There’s been lots of talk at the national level about imposing new restrictions on Medicaid benefits. It’s enough to make anybody worry. So I’m here to give you the bottom line on the medical expense deduction, work requirements, and time limits on benefits.
The Medical Expense Deduction is Still Here
Last year I reported that one version of the Republican tax bill—the House of Representatives version—proposed eliminating the medical expense deduction. Though this wasn’t a law that would directly change Medicaid, it had the potential to affect many seniors in long-term care facilities because it would have dramatically increased their tax bills. The deduction allowed money paid out-of-pocket to facilities to be deducted, and for seniors in long-term care that deduction could easily amount to tens of thousands of dollars.
Before the tax bill passed last December, there were two versions of it: the House version and the Senate version. The House version would have eliminated the medical expense deduction entirely. The Senate version kept the deduction for unreimbursed medical expenses exceeding 7.5% of a taxpayer’s adjusted gross income (AGI) for tax years 2017 and 2018; in 2019 the threshold would jump to 10% of AGI.

→ Task instructions:
A. In the passage on Medicaid and the medical expense deduction, reproduce the text word for word from "The Medical Expense Deduction is" to "thousands of dollars.".
B. According to the passage on the medical expense deduction, what would the Senate version's threshold become in 2019?
C. Rewrite the paragraph beginning "Before the tax bill passed" from the medical expense deduction passage as a short bulleted list, keeping its main facts.

→ Extracted records:
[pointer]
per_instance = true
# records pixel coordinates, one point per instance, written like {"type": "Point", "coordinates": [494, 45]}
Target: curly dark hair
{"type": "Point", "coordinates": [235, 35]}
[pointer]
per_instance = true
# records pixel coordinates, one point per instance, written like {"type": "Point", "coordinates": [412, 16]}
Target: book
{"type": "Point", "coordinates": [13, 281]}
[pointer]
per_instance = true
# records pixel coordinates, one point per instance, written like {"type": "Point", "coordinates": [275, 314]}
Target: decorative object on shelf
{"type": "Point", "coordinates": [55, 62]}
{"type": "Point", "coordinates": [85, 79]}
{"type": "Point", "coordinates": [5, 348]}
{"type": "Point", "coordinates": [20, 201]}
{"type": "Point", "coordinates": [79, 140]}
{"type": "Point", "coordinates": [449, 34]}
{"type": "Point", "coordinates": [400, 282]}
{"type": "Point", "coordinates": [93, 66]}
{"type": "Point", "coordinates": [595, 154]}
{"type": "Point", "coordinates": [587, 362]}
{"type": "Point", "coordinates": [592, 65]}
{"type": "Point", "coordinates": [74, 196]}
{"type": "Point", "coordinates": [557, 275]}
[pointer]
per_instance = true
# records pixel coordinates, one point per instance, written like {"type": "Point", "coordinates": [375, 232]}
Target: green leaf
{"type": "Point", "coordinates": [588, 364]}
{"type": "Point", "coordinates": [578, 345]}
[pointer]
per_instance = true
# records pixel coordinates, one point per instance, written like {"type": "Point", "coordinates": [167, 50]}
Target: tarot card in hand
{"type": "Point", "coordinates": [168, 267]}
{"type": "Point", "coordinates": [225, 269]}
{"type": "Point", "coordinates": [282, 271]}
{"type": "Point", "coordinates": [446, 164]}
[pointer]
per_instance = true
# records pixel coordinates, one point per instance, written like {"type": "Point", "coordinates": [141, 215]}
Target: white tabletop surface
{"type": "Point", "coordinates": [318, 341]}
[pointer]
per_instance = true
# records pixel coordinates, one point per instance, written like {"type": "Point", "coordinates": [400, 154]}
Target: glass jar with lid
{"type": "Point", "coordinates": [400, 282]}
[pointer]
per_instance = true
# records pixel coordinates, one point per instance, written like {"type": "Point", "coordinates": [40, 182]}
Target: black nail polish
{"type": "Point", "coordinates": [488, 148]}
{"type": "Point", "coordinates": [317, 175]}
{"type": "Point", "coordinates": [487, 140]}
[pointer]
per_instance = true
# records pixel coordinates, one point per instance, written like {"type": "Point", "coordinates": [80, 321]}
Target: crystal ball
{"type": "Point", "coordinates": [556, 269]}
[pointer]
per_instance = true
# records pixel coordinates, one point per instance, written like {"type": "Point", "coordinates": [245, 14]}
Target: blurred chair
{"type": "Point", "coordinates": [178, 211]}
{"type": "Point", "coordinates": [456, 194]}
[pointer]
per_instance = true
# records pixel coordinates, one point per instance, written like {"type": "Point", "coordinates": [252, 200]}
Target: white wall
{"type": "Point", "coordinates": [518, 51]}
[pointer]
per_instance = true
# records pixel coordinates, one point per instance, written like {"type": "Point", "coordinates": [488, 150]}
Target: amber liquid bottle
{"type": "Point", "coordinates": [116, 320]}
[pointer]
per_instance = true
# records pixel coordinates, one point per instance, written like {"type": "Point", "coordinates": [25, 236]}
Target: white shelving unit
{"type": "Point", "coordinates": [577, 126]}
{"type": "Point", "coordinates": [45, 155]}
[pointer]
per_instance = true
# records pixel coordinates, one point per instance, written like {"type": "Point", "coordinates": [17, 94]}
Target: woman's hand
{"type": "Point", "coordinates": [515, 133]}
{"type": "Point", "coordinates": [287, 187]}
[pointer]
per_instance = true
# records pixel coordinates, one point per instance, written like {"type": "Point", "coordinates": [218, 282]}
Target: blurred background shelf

→ Exercise answers:
A.
The Medical Expense Deduction is Still Here
Last year I reported that one version of the Republican tax bill—the House of Representatives version—proposed eliminating the medical expense deduction. Though this wasn’t a law that would directly change Medicaid, it had the potential to affect many seniors in long-term care facilities because it would have dramatically increased their tax bills. The deduction allowed money paid out-of-pocket to facilities to be deducted, and for seniors in long-term care that deduction could easily amount to tens of thousands of dollars.

B. 10% of adjusted gross income (AGI).

C.
- Before the tax bill passed last December, there were two versions: the House version and the Senate version.
- The House version would have eliminated the medical expense deduction entirely.
- The Senate version kept the deduction for unreimbursed medical expenses exceeding 7.5% of adjusted gross income (AGI) for tax years 2017 and 2018.
- Under the Senate version, the threshold would rise to 10% of AGI in 2019.